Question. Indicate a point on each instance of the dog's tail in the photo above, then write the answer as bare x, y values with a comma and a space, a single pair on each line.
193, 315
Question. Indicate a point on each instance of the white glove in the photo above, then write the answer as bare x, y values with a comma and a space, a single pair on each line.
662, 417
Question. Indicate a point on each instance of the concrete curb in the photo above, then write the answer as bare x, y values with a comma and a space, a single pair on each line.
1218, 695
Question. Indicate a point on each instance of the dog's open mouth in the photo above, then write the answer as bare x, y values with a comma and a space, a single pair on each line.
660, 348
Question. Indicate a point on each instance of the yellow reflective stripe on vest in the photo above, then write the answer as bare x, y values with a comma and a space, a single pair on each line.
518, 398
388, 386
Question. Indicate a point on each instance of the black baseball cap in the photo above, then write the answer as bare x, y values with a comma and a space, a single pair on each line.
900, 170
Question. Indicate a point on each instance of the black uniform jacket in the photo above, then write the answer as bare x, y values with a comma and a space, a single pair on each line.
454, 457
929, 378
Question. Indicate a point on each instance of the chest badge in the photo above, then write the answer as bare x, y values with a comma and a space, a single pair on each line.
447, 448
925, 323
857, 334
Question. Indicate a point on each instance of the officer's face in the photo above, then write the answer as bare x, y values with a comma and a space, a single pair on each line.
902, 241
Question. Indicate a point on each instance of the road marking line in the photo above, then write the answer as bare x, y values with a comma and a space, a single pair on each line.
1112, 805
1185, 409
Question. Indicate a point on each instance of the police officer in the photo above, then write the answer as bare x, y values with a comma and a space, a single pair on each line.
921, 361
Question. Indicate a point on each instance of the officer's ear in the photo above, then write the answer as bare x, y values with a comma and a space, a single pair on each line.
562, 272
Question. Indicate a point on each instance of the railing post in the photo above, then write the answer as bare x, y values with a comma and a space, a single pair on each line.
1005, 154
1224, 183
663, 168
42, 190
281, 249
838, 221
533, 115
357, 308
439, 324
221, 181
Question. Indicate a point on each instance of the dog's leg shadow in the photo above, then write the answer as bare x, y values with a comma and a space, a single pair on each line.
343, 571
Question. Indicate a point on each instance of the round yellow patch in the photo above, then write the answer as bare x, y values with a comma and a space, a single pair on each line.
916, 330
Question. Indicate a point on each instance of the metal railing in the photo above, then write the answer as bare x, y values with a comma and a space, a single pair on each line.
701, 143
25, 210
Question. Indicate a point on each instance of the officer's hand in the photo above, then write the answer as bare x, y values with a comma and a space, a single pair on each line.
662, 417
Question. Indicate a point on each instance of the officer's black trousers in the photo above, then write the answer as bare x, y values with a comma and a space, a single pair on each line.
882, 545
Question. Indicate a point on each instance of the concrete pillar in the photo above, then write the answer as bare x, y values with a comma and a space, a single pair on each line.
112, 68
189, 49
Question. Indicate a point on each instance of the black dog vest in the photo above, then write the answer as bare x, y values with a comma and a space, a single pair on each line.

————————

Each line above must be printed exactly as it appears.

- **Result**
Question. Indicate a point on each instance of the dog's tail in the photo above, then write the answer as bare x, y values with a comma and a space, a single pair on each line.
193, 315
Question. Indicate a point on each instance of the white glove in the photo above, then write the answer as bare x, y values with a comma and a space, a single pair on each line.
662, 417
Question. Indicate a point on each instance of the concrete curb in the photo above, then write the answer as bare x, y values with a comma and a space, a single pair on each line.
1218, 695
Question. Indicate a point on each instance of the dog's open mouth in the photo above, then write the answer as bare x, y values with a comma and a space, a single pair on each line.
660, 348
Question. Indicate a point on each instance of the yellow reflective stripe on vest in the photo above, then write the answer as bare x, y values with a comma and a space, a single pair on each line.
518, 398
388, 386
Question. Indicate a point on each instance of the black baseball cap in the photo above, then write the answer as bare x, y values with a comma and a space, a single pair on each line.
900, 170
Question. Indicate a point on each instance of the black uniform jacket in the photo above, then write the answer as bare x, y values with a comma and a space, a single pair on each line.
454, 457
929, 378
Question. Indicate a point on each instance of the chest badge in the photo above, then write the answer as bare x, y values with a comma and a space, a single pair on each line.
447, 448
925, 323
857, 334
Question. Indicate a point on each instance of the officer's face in the photo above, then write the answer as bare x, y values with a comma and a space, a single pair on each line.
902, 241
Question. Indicate a point on each instance of the road marking line in the photo above, then write the answer as bare x, y values with a comma and a space, a single pair on each line.
1112, 805
1185, 409
Question. Indicate a point on each instance of the police officer in the photo above, then write the answer as bare x, y values with a comma and a space, a single pair on each line.
921, 361
Question. Indicate a point on each instance of the officer's ear in the photo above, then write the answer as bare x, y values with a comma and a space, a single pair on each line.
562, 272
Question. Indicate a point on each instance of the railing post in the photo above, then write the answer as bare x, y values with a comma and a space, a single pair on each line.
1005, 154
1224, 183
663, 168
42, 190
281, 249
838, 221
533, 115
357, 308
439, 324
221, 181
Question. Indicate a point on each instance of the dog's leg shadow in the photo above, then write the answer as bare x, y values with a comma and a space, a single pair on each line.
343, 571
Question. Indicate a point on each instance of the round yellow patch in the photo above, then write the answer as bare x, y values with a comma and a space, a single pair on each line.
916, 330
Question. Indicate a point on each instance of the metal railing in the photo above, then write the answer as bare x, y values with a comma and a space, a single pair on each line.
701, 143
25, 210
Question. Indicate a point on each instance of the officer's hand in the photo above, then write the answer as bare x, y values with a comma and a space, a single pair on each line.
662, 417
Question. Indicate a point on each instance of the officer's black trousers in the photo above, then write the answer as bare x, y values with a comma and a space, a single pair on each line.
882, 545
Question. Indicate a point on each instance of the concrete pillar in the photo above, then write the answer as bare x, y values with a comma and a space, a single pair on each line.
112, 68
189, 49
Question. Indicate a point on each instance of the black dog vest in the photo above, then write the answer as bare x, y values with a comma and a space, a single pair on each line.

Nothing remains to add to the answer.